** start of Reading passage **

New grammar schools are needed to stop rich families dominating best state schools through ‘selection by house price’, says Theresa May

Just last week we had a report that houses in catchment areas of good schools cost £50k more.

Of course, the response from the left will just be that we must have busing to overcome economic segregation.

35 thoughts on “It’s a reasonable enough argument…..”

  1. Bloke in North Dorset

    They were talking on Today about coming up with an 11+ exam that is immune to coaching to stop the middle class advantage. Good luck with that one.

    Part of the problem is lack of aspiration, as we’ve discussed before, and an inverse snobbery when it comes to education. I’ve seen it in my own family, deriding “posh” schools.

  2. I couldn’t work out what people were banging on about when they kept saying “more grammars!” until I realised it was code for “selective schooling!”. But we already do that. Pupils are setted/streamed according to their ability in each subject.

    “No, we want selection *by* *school*” – Why? How? What school do you go to if you’re good in science but crap in english (like me) or good in maths and good in carpentry (like my brother).

    Ah, what they really mean is “let my kids escape from being with the riff raff without me having to pay school fees for it”. Get the popcorn in for the blazing rows when Mr & Mrs Organic-Aubergene finally get a gammar school in their town, but young Jocaster “qualifies” for the secondary modern.

  3. Would these schools get actual teachers who could and would teach the 3Rs + science etc.
    Would inter pupil competition be allowed?
    And so forth.
    Back in the fifties that was what worked. Not fancy real estate.

  4. If the system that replaced the grammar schools was any good, then no-one would have missed them. As it is, comprehensive schools are recognised as being generally shite. After all, if they provided a good education then Labour politicians wouldn’t be sending their kids to private schools, or deriding them as “bog-standard comprehensives”. At least some of them recognise that grammar schools can give their kids a good education: http://order-order.com/2016/09/07/corbynistas-sent-kids-grammar-schools/

    The sole reason for abolishing the grammar schools was to fix the non-problem that “the trouble with grammar schools is that they take kids from good Labour families and turn them into fucking Tories” (Richard Crossman). The Labour party has always hated social mobility, as when people start to have a bit more cash in their pocket, they tend to stop voting for the cretinous Labour policies of soaking the “rich”.

  5. Names have little value.

    Without the demise of leftism in education (and society in general) at all levels attempted change is in vain.

** end of Reading passage **

> Short task A
Repeat the stretch of the grammar schools discussion from "2. I couldn’t" through "And so forth.".
> Short task B
According to the grammar schools discussion, how much more do houses in the catchment areas of good schools cost?

** start of Recorded information **

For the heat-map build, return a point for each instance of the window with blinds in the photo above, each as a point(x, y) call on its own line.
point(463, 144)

** end of Recorded information **

> Written solution A
2. I couldn’t work out what people were banging on about when they kept saying “more grammars!” until I realised it was code for “selective schooling!”. But we already do that. Pupils are setted/streamed according to their ability in each subject.

    “No, we want selection *by* *school*” – Why? How? What school do you go to if you’re good in science but crap in english (like me) or good in maths and good in carpentry (like my brother).

    Ah, what they really mean is “let my kids escape from being with the riff raff without me having to pay school fees for it”. Get the popcorn in for the blazing rows when Mr & Mrs Organic-Aubergene finally get a gammar school in their town, but young Jocaster “qualifies” for the secondary modern.

  3. Would these schools get actual teachers who could and would teach the 3Rs + science etc.
    Would inter pupil competition be allowed?
    And so forth.

> Written solution B
They cost £50k more.